───── RECORDS FOR THE EXERCISE ─────
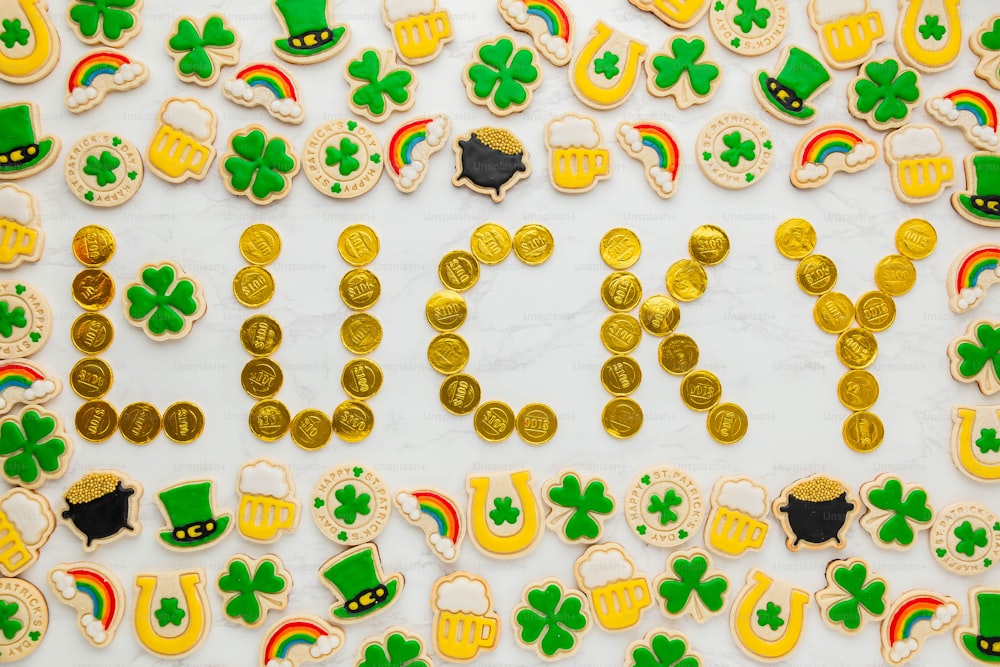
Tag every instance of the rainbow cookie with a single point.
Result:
(269, 86)
(830, 149)
(411, 147)
(549, 23)
(296, 640)
(97, 596)
(912, 618)
(99, 73)
(438, 515)
(655, 147)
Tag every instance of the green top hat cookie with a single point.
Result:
(193, 522)
(801, 77)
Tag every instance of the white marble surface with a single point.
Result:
(533, 331)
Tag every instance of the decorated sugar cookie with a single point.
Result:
(164, 302)
(896, 511)
(202, 47)
(192, 520)
(551, 619)
(172, 615)
(883, 94)
(99, 73)
(268, 507)
(29, 42)
(830, 149)
(848, 31)
(465, 623)
(343, 159)
(490, 161)
(577, 157)
(269, 86)
(605, 70)
(378, 85)
(505, 519)
(965, 538)
(853, 596)
(912, 618)
(920, 168)
(734, 150)
(360, 586)
(815, 512)
(181, 147)
(102, 507)
(440, 517)
(411, 147)
(749, 27)
(97, 596)
(297, 640)
(787, 95)
(690, 586)
(929, 33)
(549, 22)
(420, 28)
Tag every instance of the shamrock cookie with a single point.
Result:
(103, 170)
(202, 47)
(343, 159)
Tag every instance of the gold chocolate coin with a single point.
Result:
(895, 275)
(857, 390)
(96, 421)
(139, 423)
(621, 333)
(446, 310)
(361, 379)
(686, 280)
(353, 421)
(875, 311)
(708, 245)
(253, 286)
(533, 244)
(360, 289)
(833, 312)
(795, 238)
(311, 429)
(536, 423)
(448, 353)
(857, 348)
(916, 239)
(183, 422)
(659, 315)
(358, 245)
(260, 335)
(621, 417)
(91, 378)
(269, 420)
(621, 291)
(460, 393)
(620, 248)
(261, 378)
(700, 390)
(93, 246)
(816, 274)
(863, 431)
(678, 354)
(260, 244)
(91, 333)
(361, 333)
(490, 243)
(727, 423)
(458, 270)
(93, 289)
(621, 375)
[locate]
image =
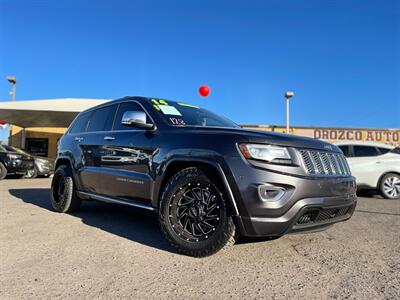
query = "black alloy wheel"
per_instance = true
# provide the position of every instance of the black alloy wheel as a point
(194, 215)
(194, 211)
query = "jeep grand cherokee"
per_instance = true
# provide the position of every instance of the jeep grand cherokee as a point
(209, 180)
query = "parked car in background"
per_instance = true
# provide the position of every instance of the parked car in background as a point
(208, 179)
(13, 162)
(375, 166)
(43, 166)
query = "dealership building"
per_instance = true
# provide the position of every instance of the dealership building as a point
(39, 124)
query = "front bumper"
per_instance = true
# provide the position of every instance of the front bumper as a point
(45, 168)
(309, 202)
(306, 215)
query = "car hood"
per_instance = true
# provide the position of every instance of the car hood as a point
(268, 137)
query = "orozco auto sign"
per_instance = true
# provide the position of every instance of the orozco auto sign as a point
(383, 136)
(387, 136)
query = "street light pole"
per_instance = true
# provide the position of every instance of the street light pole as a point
(288, 95)
(13, 81)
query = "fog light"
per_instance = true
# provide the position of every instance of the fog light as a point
(270, 193)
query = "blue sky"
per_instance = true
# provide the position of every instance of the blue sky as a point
(341, 58)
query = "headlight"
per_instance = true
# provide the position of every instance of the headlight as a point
(41, 161)
(267, 153)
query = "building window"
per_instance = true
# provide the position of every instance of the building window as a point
(38, 147)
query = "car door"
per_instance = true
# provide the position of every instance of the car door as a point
(127, 165)
(93, 146)
(364, 163)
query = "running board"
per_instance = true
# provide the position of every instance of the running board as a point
(118, 201)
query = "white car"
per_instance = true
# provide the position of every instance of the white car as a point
(375, 166)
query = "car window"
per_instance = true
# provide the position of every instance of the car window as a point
(81, 123)
(383, 150)
(363, 151)
(124, 107)
(102, 119)
(183, 114)
(396, 150)
(345, 150)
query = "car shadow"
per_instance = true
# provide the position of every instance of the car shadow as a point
(128, 222)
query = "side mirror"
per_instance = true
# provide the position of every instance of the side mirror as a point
(136, 119)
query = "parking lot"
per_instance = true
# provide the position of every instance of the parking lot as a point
(109, 251)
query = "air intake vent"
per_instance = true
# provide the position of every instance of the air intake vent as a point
(324, 163)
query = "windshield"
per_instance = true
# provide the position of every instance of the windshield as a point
(18, 150)
(182, 114)
(14, 149)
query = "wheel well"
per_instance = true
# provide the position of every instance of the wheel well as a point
─────
» **REQUIRED WORK**
Scan the data for the word "well" and copy every line where it shows up.

» **EXERCISE ANSWER**
query = "wheel well"
# provide the position of every instance of the wheel well as a point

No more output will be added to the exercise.